Pick out every line below that contains the word "dark" and copy each one in full. Case counts.

··········

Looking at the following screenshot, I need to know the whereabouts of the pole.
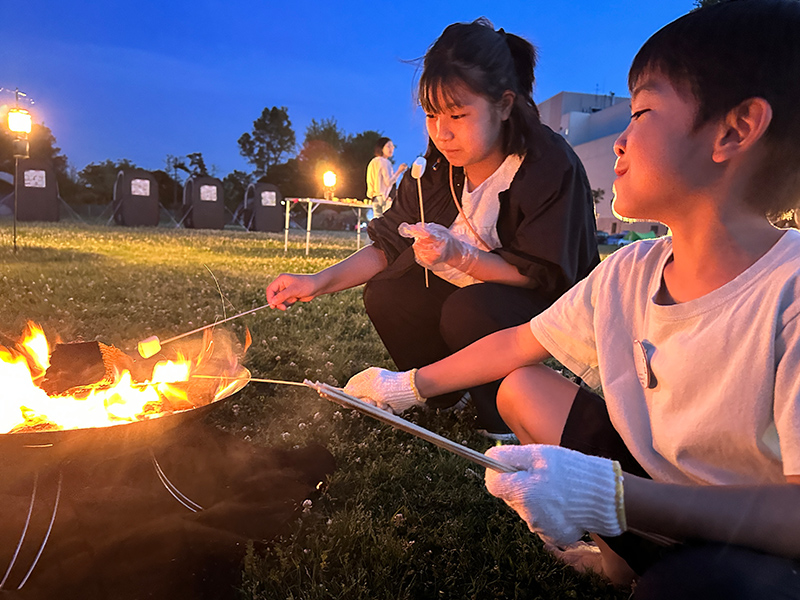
[13,156,19,254]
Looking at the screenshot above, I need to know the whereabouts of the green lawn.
[0,221,629,600]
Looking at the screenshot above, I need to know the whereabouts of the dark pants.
[364,265,549,433]
[561,388,800,600]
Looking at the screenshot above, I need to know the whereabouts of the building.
[538,92,667,235]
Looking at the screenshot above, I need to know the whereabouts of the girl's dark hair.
[373,137,392,156]
[419,18,540,154]
[628,0,800,217]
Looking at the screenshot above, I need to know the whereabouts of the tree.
[239,106,296,178]
[79,158,137,204]
[297,117,347,197]
[183,152,208,177]
[222,170,252,212]
[0,120,75,200]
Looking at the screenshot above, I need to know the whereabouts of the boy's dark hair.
[373,137,392,156]
[419,18,540,154]
[628,0,800,218]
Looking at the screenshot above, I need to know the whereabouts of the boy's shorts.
[560,387,670,575]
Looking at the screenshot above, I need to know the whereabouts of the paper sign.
[261,190,278,206]
[131,179,150,196]
[200,185,217,202]
[25,169,47,188]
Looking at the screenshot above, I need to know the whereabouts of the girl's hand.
[267,273,319,310]
[397,223,479,274]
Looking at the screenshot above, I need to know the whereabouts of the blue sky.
[0,0,693,177]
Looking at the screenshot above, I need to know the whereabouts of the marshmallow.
[138,335,161,358]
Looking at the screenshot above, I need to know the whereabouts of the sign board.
[131,179,150,196]
[200,185,217,202]
[24,169,47,188]
[261,190,278,206]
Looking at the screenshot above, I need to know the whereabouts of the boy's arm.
[624,473,800,558]
[416,323,550,398]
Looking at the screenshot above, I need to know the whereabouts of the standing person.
[345,0,800,600]
[367,137,408,217]
[267,20,599,437]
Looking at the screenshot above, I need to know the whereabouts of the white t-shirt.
[435,154,523,287]
[530,230,800,485]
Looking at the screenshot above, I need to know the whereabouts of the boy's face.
[613,72,714,224]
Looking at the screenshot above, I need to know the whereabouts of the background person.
[367,137,408,217]
[345,0,800,600]
[267,20,599,435]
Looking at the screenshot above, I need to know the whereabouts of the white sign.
[25,169,47,188]
[261,190,278,206]
[131,179,150,196]
[200,185,217,202]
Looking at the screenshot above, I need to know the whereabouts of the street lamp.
[8,99,32,254]
[322,171,336,200]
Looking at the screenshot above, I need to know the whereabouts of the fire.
[0,323,249,433]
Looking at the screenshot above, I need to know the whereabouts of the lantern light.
[8,108,31,133]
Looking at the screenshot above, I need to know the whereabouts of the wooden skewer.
[303,379,518,473]
[417,177,430,288]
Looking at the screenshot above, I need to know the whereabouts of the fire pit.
[0,323,250,470]
[0,323,318,597]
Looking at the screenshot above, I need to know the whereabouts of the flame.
[0,322,249,433]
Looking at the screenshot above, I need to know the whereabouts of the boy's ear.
[712,98,772,163]
[497,90,517,121]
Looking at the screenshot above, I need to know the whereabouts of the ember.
[0,322,250,433]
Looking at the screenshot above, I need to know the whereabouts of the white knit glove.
[397,223,479,273]
[344,367,425,415]
[486,444,627,546]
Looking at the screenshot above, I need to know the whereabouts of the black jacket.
[367,125,600,301]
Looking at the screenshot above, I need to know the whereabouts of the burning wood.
[0,323,249,433]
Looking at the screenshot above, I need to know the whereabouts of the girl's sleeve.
[494,132,600,298]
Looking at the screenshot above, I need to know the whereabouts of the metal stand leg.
[306,200,314,256]
[0,471,64,590]
[283,200,291,252]
[150,450,203,512]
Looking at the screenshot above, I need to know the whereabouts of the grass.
[0,221,629,600]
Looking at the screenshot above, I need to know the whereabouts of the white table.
[283,198,372,256]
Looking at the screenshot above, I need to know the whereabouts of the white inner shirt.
[435,154,523,287]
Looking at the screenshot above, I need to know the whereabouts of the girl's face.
[426,87,514,179]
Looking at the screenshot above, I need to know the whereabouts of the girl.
[267,19,599,439]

··········

= Solved exercise =
Looking at the screenshot above, I need to know the whereabouts of the dark pants.
Looking at the screenshot above, I need to know the whereabouts of the girl's dark hair.
Looking at the screenshot above, I need to know the whereabouts of the boy's dark hair.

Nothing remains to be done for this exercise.